WHAT YOU WILL DO –
Gather every line in the entries below that contains the word "shadow". Case counts, so skip any line where it appears only with different capitalization.

DATA SHOWN –
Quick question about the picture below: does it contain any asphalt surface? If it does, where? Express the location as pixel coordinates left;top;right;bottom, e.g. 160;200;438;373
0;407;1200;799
--
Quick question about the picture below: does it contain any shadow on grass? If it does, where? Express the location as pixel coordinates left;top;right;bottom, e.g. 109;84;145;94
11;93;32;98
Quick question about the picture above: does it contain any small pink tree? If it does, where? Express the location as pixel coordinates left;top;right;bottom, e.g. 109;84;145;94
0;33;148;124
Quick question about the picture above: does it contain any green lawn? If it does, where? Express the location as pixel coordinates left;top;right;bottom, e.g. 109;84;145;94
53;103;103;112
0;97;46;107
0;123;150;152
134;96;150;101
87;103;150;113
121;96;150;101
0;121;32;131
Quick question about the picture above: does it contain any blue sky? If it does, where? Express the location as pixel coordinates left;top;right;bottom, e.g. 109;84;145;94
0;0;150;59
* * *
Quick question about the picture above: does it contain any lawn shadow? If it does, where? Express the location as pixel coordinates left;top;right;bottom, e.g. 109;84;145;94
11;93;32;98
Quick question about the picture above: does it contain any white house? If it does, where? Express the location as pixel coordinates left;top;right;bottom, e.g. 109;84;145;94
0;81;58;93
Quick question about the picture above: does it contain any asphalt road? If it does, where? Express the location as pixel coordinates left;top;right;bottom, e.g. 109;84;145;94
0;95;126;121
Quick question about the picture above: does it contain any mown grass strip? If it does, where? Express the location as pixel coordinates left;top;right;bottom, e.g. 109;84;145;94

ANSWER –
Quick question about the picture below: does it contain any shadow on grass? If it does, where? Express the location as pixel coordinates left;top;right;bottom, e.g. 109;84;145;94
Quick question about the picture above: does it contain any lawn shadow? If it does, where? Express the location as pixel coordinates left;top;right;bottom, e.g. 109;84;145;94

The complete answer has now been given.